#### [TASK GOAL]
Print the data that follows exactly.

#### [PROVIDED MATERIAL]

━━━━━━

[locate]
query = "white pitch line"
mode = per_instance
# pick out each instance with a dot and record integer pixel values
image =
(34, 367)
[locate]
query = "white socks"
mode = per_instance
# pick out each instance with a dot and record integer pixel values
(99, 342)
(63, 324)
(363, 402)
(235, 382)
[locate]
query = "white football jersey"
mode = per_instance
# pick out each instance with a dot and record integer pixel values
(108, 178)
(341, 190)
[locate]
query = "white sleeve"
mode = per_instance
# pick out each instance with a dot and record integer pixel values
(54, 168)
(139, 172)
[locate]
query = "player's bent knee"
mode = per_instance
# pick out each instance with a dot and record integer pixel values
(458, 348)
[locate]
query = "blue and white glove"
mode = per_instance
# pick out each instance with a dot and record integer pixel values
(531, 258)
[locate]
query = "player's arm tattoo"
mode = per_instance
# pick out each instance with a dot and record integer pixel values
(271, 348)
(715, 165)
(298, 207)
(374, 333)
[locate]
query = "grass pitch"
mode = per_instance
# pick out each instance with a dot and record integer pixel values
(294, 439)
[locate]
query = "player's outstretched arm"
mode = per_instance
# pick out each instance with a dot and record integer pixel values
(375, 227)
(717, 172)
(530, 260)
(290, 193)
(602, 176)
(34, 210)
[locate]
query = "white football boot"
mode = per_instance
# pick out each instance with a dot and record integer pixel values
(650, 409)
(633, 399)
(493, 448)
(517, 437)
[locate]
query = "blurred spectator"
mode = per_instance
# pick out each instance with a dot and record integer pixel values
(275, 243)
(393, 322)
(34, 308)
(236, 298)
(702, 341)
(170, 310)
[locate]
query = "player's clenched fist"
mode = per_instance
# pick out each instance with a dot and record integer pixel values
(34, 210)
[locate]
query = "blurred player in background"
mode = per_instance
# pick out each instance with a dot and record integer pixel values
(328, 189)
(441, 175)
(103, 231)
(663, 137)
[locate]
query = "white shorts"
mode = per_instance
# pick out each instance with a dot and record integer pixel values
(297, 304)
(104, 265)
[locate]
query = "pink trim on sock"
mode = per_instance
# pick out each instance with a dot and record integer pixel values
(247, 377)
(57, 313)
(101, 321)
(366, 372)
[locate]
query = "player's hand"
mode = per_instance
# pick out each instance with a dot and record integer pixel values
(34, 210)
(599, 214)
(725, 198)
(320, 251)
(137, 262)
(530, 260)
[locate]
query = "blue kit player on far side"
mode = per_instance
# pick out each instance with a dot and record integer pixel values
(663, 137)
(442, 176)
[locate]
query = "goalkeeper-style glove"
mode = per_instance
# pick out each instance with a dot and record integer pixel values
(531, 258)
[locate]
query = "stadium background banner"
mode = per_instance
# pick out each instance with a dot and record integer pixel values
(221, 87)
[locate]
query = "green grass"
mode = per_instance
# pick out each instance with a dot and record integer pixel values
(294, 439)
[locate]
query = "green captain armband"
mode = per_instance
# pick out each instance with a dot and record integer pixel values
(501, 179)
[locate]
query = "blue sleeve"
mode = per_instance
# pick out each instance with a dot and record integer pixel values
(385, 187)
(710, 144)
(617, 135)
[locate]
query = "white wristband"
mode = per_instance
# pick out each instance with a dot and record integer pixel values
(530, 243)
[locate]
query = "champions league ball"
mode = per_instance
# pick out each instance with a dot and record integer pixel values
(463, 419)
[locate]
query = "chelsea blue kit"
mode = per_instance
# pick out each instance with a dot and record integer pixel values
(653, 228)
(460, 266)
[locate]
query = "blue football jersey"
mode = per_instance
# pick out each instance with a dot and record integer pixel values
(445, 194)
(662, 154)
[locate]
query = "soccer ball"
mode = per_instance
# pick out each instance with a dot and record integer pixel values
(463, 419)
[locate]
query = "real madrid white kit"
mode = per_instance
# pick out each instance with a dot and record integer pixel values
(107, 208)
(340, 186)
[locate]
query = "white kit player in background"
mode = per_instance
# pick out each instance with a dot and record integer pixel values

━━━━━━

#### [SOLVED EXERCISE]
[locate]
query = "white pitch line"
mode = per_instance
# pick out each instance with a dot and record integer pixel values
image =
(34, 367)
[locate]
query = "white socks"
mode = per_instance
# pick out each instance with a dot and record integer pixel values
(99, 342)
(63, 324)
(363, 402)
(235, 382)
[locate]
query = "white football jersey"
mode = per_instance
# pick out each instance with a dot and record integer pixel values
(108, 178)
(341, 190)
[locate]
query = "white sleeve"
mode = per_instance
# pick out each instance with a dot and record integer pixel values
(54, 168)
(139, 172)
[locate]
query = "player's bent knee"
mode = per_instance
# pick out each instance with a dot and record integer pixel values
(458, 348)
[locate]
query = "blue and white glove"
mode = per_instance
# pick out each instance with a dot and record integer pixel values
(531, 258)
[locate]
query = "player's arm tattoo"
mode = per_instance
# pick out each instance with a dot and record integer pixel values
(271, 348)
(715, 165)
(298, 207)
(374, 333)
[locate]
query = "grass pitch"
mode = per_instance
# pick out each instance with a dot and record integer pixel values
(294, 439)
[locate]
query = "player's outstretched arm"
mode = per_instance
# pick out each instance with a dot and record integer pixel values
(375, 227)
(717, 172)
(530, 260)
(290, 193)
(602, 176)
(34, 210)
[locate]
query = "white football boot"
mode = per_instance
# pick out each instance with a dot and record integer pixel values
(650, 409)
(633, 399)
(493, 448)
(517, 437)
[locate]
query = "blurred spectator"
mode = per_instance
# pick out each instance with a dot and record integer pixel values
(275, 243)
(393, 322)
(34, 308)
(236, 298)
(702, 341)
(170, 310)
[locate]
query = "player's clenched fist"
mode = per_instance
# pick out each instance with a dot and record integer pixel values
(34, 210)
[locate]
query = "blurred player in background"
mode = per_instance
# pick out each instance with a dot and record integer pixel values
(328, 189)
(441, 175)
(103, 231)
(663, 137)
[locate]
query = "white shorts"
mode = per_instance
# pick out each instance with a dot and record integer pixel values
(297, 304)
(104, 265)
[locate]
query = "pink trim on sock"
mode = per_instance
# pick out each instance with a dot and record integer pixel values
(247, 377)
(57, 313)
(101, 321)
(366, 372)
[locate]
query = "player's hand"
mode = per_instance
# pick out each instance with a dot and record integer pixel values
(34, 210)
(599, 214)
(725, 198)
(320, 251)
(137, 262)
(530, 260)
[locate]
query = "blue kit player on far side"
mode = per_instance
# pick out each instance with a dot and record integer pixel values
(663, 137)
(442, 176)
[locate]
query = "goalkeeper-style glove"
mode = per_instance
# pick out each instance with a dot and record integer pixel values
(531, 258)
[locate]
query = "stadium background banner"
mode = per_instance
# pick out each instance with a dot and record integer pixel values
(221, 87)
[locate]
query = "green grass"
mode = per_instance
# pick out each instance with a dot and record integer pixel values
(294, 439)
[locate]
query = "green captain armband"
mode = per_instance
# pick out each instance with a dot and record integer pixel values
(501, 179)
[locate]
query = "blue sleeve"
mode = per_instance
# pick out each instance with a dot and record integer pixel values
(385, 187)
(710, 144)
(617, 135)
[locate]
query = "white wristband"
mode = per_instance
# pick out each instance with a dot and record integer pixel values
(530, 243)
[locate]
query = "champions league ball"
mode = per_instance
# pick out each instance with a dot and record integer pixel values
(463, 419)
[locate]
query = "chelsea blue kit"
mode = per_instance
# pick out each instance with a dot and record integer pixel values
(653, 228)
(460, 266)
[locate]
query = "blue football jersey"
mode = per_instance
# pick out each instance with a dot and record integer pixel values
(445, 194)
(662, 154)
[locate]
query = "soccer ball"
mode = per_instance
# pick out each instance with a dot and record integer pixel values
(463, 419)
[locate]
query = "real madrid white kit"
mode = per_instance
# pick out each instance with a dot and record integer pixel values
(107, 208)
(340, 186)
[locate]
query = "white kit player in background"
mode = per_instance
# pick out each instance with a dot and record integer pixel values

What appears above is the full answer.